__Texto de origem__.

De todo modo, os assistidos pelo programa já são 27,7% da população total, contingente que certamente pesará na balança das eleições. O PSF, sigla pela qual o programa da família ficou conhecido, é defendido por todos os adversários de Serra.
Um de seus principais méritos está na relação dos serviços de saúde com o paciente. Enquanto o hospital espera a chegada do doente, os agentes do programa vão até a casa das pessoas.
Cada equipe do PSF é formada por um médico, uma enfermeira, dois auxiliares de enfermagem e cinco agentes comunitários. Atende entre 600 e mil famílias.
O PSF é uma evolução do Programa de Agentes Comunitários, o PAC, implantado oficialmente em 1991 durante o governo Fernando Collor. No PAC, pessoas da comunidade são treinadas para visitar as famílias, tirar pressão, pesar crianças e ensinar cuidados básicos e a fazer soro caseiro.
Nos anos Serra, o número desses agentes saltou de 88 mil para 155 mil, ultrapassando em 5.000 a meta do governo FHC.
A idéia do "agente comunitário" vem ainda dos jesuítas que iam de oca em oca tratando e convertendo indígenas, lembra Gilson Carvalho, especialista em políticas de saúde e que foi secretário de Assistência à Saúde do ministério no governo Itamar Franco.
"O grande incentivador do Programa Saúde da Família foi o Adib Jatene [ex-ministro da Saúde", mas Serra tem o mérito de ampliá-lo rapidamente de tal forma que a um próximo governo não será mais possível desmontá-lo", diz Paulo Elias, professor de medicina preventiva da USP e pesquisador do Centro de Estudos de Cultura Contemporânea.
"Graças ao PSF, vamos ter uma porta de entrada organizada no sistema de saúde", diz Eduardo Jorge, secretário municipal da Saúde de São Paulo, querendo dizer que os pacientes agora chegarão aos hospitais encaminhados pelos médicos do programa.

__Tarefa 1__.
Responda com base no texto sobre o Programa Saúde da Família:
(a) Quais profissionais formam cada equipe do PSF?
(b) Em que ano o PAC foi implantado oficialmente?
(c) Nos anos Serra, o número de agentes comunitários subiu de quanto para quanto?
__Tarefa 2__. Segundo Eduardo Jorge, no texto sobre o Programa Saúde da Família, o PSF dará ao sistema de saúde uma porta de entrada organizada. Explique o que ele quer dizer com isso.
__Tarefa 3__. Reproduza o trecho do texto sobre o Programa Saúde da Família que começa em "Cada equipe do" e termina em "do governo FHC.".

__Trechos dos registros__.
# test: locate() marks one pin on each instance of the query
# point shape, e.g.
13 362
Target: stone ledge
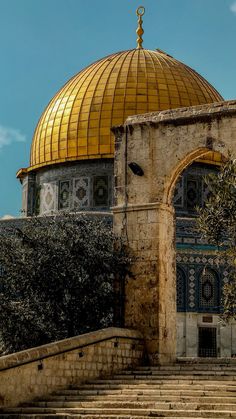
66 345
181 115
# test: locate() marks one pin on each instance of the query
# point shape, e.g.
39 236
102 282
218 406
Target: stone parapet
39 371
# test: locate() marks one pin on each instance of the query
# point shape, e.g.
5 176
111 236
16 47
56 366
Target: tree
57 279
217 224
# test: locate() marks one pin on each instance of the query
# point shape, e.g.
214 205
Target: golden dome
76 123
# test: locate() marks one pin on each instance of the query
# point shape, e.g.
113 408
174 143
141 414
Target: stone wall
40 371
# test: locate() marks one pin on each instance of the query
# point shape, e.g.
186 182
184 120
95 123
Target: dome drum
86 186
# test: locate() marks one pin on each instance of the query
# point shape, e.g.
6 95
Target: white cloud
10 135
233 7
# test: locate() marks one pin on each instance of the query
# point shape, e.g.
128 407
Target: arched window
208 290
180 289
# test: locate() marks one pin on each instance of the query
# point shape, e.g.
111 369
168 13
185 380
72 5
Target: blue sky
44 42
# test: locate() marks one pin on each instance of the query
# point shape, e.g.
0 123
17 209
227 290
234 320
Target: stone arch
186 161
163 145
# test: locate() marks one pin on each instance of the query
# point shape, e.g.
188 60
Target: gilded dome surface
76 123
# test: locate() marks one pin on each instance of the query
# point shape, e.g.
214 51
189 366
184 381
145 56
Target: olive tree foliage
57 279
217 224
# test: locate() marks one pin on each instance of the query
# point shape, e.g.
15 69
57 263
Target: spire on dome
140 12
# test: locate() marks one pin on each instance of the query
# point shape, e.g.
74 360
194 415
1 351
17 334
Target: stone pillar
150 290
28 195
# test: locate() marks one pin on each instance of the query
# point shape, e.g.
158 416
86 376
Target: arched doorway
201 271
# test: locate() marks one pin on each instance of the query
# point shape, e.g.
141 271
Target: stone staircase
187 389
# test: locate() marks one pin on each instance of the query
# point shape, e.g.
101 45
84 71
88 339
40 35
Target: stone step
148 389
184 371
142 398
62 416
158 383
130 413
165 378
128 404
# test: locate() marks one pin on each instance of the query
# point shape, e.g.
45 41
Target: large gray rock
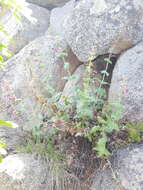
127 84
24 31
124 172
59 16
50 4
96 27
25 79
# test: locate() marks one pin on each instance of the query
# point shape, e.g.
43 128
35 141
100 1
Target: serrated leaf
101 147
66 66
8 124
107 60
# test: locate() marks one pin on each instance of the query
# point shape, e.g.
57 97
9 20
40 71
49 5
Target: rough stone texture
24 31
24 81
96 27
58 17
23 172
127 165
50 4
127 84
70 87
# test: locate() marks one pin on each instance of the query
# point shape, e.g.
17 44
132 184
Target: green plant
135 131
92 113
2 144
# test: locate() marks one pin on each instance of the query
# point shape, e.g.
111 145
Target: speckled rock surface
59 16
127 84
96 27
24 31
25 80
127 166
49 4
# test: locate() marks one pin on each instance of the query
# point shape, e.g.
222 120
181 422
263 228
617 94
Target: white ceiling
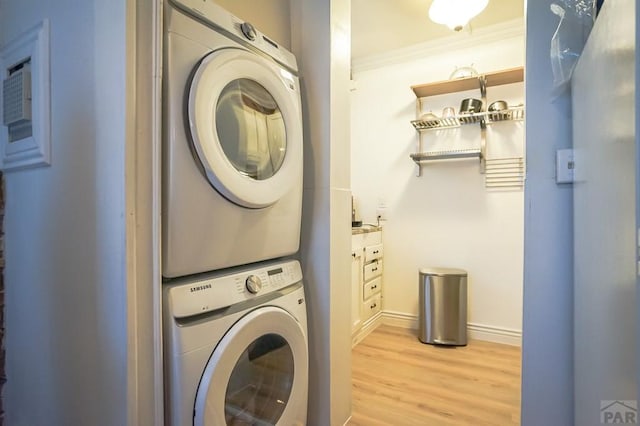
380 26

---

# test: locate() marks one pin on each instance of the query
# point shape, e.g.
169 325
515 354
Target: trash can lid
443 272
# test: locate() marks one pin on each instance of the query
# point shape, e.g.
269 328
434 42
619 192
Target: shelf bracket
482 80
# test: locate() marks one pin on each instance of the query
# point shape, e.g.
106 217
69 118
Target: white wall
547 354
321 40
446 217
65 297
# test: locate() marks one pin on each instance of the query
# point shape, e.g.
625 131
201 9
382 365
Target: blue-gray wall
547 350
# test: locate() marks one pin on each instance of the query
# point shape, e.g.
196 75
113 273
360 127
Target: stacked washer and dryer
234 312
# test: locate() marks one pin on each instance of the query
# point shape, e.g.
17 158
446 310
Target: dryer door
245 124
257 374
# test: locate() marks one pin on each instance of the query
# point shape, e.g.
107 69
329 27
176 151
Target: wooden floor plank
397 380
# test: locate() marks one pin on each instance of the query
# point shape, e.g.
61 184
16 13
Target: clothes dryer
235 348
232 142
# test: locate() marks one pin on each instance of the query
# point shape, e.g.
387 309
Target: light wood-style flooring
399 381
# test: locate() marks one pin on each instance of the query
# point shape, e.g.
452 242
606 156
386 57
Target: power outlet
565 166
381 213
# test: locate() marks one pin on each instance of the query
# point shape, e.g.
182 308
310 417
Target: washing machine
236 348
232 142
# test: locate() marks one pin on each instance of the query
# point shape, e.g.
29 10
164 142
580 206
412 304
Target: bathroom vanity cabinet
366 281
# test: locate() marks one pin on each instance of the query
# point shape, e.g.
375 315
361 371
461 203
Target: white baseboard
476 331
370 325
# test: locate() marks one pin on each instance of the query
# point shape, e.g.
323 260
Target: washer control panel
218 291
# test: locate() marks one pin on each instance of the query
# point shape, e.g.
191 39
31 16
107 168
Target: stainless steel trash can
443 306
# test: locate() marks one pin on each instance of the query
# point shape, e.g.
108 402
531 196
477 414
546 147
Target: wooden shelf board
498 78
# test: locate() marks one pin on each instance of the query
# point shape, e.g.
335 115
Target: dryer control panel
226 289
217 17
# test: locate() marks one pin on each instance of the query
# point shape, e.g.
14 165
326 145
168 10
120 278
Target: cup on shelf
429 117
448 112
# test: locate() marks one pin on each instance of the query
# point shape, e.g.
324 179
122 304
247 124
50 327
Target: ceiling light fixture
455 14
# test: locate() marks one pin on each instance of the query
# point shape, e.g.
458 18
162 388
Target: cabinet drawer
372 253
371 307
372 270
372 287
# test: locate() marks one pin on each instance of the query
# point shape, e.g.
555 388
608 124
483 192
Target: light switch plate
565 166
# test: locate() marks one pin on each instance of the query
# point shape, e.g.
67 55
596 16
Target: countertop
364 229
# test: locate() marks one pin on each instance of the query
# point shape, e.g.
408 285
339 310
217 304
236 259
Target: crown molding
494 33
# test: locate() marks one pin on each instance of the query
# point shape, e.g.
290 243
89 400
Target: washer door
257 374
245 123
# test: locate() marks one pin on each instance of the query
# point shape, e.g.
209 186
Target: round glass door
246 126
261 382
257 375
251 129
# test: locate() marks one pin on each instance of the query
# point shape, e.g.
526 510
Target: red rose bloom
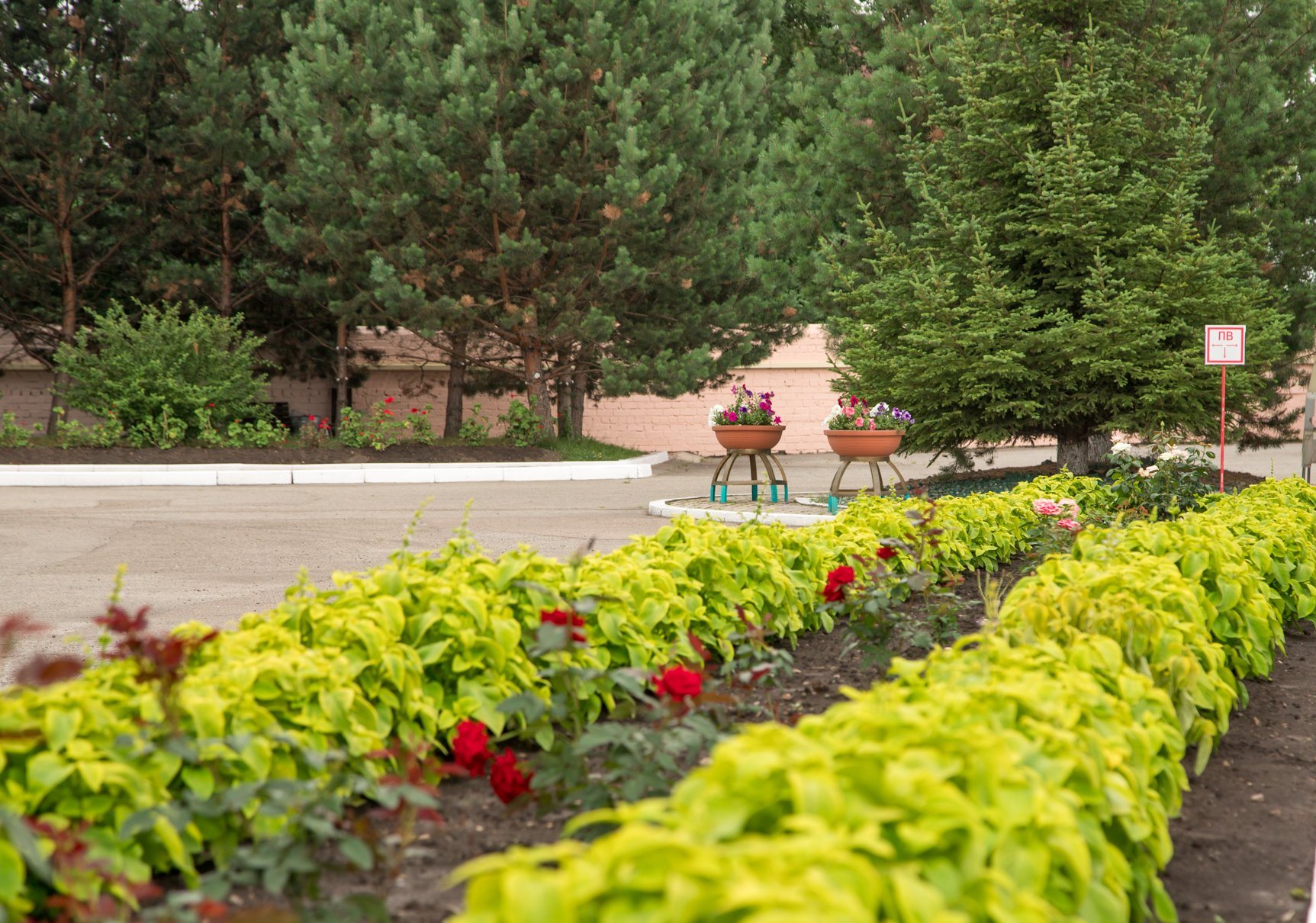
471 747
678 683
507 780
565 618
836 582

__Resposta 1__.
(a) Um médico, uma enfermeira, dois auxiliares de enfermagem e cinco agentes comunitários.
(b) Em 1991.
(c) De 88 mil para 155 mil.

__Resposta 2__. Ele quer dizer que os pacientes agora chegarão aos hospitais encaminhados pelos médicos do programa.

__Resposta 3__.
Cada equipe do PSF é formada por um médico, uma enfermeira, dois auxiliares de enfermagem e cinco agentes comunitários. Atende entre 600 e mil famílias.
O PSF é uma evolução do Programa de Agentes Comunitários, o PAC, implantado oficialmente em 1991 durante o governo Fernando Collor. No PAC, pessoas da comunidade são treinadas para visitar as famílias, tirar pressão, pesar crianças e ensinar cuidados básicos e a fazer soro caseiro.
Nos anos Serra, o número desses agentes saltou de 88 mil para 155 mil, ultrapassando em 5.000 a meta do governo FHC.